> **Stated goal**
Report every line in the records that contains the string "book", matching case exactly.

> **Recorded data**

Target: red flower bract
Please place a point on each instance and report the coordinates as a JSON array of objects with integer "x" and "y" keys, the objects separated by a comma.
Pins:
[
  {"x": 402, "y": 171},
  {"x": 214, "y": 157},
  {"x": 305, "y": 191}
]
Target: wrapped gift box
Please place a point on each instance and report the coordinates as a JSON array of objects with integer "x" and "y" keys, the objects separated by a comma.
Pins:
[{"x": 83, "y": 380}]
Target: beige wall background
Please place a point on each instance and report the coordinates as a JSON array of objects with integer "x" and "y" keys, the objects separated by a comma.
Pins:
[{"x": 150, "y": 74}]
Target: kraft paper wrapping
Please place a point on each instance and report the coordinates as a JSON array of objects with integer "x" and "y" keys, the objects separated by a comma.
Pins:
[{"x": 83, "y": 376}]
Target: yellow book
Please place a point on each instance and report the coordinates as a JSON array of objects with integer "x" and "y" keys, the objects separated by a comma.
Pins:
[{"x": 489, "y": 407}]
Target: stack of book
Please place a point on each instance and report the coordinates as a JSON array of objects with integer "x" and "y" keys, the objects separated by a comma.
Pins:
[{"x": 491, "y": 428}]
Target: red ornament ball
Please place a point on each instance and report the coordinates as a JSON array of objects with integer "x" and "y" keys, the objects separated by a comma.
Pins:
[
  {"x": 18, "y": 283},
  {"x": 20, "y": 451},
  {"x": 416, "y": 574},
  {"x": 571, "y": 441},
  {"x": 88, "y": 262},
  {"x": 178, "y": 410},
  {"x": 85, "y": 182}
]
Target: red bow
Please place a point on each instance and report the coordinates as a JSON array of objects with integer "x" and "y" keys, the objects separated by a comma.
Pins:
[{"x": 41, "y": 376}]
--
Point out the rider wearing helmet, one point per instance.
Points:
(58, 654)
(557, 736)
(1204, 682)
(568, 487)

> **Problem solution**
Target: yellow book
Target: stack of book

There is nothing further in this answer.